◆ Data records

= Beginning of Section =

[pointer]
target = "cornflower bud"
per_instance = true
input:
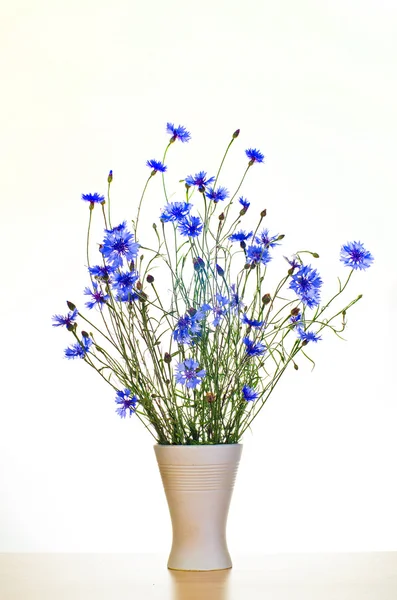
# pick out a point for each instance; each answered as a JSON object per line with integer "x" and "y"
{"x": 198, "y": 263}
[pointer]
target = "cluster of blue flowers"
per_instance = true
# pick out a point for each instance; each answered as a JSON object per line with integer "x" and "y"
{"x": 118, "y": 273}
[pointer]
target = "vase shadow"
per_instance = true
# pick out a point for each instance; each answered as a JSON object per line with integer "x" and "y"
{"x": 200, "y": 585}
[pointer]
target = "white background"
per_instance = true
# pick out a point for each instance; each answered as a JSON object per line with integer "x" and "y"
{"x": 87, "y": 87}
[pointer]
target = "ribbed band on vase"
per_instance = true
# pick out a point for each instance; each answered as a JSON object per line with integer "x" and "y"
{"x": 196, "y": 478}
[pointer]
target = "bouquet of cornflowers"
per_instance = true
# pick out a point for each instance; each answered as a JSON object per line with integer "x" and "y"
{"x": 196, "y": 367}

= End of Section =

◆ WORK REQUEST
Where a line in the entries holds the word "vase", copy that line.

◆ SOLUTION
target = "vase shadow"
target = "ribbed band on vase"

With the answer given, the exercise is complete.